» RECORDED INFORMATION
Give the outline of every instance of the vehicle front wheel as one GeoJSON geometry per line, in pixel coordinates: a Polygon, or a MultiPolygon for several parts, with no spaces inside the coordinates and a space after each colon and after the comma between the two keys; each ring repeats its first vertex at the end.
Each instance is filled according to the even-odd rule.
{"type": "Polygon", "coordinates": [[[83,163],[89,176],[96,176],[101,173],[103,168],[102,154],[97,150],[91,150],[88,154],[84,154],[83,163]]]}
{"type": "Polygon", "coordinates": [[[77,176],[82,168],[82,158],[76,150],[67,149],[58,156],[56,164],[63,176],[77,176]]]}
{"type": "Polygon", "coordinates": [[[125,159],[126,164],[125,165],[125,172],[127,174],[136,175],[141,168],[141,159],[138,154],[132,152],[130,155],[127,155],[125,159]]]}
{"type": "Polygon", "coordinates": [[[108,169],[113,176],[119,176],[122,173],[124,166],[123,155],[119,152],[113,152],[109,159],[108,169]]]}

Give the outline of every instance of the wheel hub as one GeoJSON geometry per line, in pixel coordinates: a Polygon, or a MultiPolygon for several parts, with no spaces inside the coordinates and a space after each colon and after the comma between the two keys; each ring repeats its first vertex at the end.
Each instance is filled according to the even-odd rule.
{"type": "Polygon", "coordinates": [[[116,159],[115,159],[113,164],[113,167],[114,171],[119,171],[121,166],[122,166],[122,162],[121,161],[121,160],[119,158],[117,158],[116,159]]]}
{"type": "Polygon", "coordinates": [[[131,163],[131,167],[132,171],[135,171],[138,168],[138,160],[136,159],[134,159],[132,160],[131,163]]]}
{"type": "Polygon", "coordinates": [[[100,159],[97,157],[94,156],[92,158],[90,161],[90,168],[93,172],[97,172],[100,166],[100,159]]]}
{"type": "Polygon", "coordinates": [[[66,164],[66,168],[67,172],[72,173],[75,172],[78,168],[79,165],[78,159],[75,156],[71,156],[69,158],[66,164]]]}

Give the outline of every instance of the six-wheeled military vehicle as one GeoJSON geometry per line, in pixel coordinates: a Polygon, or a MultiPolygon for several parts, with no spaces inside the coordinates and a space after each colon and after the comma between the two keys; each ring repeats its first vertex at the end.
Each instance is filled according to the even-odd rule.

» GOAL OF THE EXERCISE
Convert the lines above, from the one containing "Give the outline of every instance of the six-wheeled" through the last line, into a JSON list of strings with one string per line and no blank lines.

» THE OUTPUT
[
  "Give the outline of every instance of the six-wheeled military vehicle as one GeoJSON geometry per line, in pixel coordinates: a Polygon, or a MultiPolygon for several parts, with no spaces inside the coordinates and a space after each colon and after the comma between the two keys; each ring repeats its first vertex at the end.",
  "Each instance is filled according to the even-odd rule."
]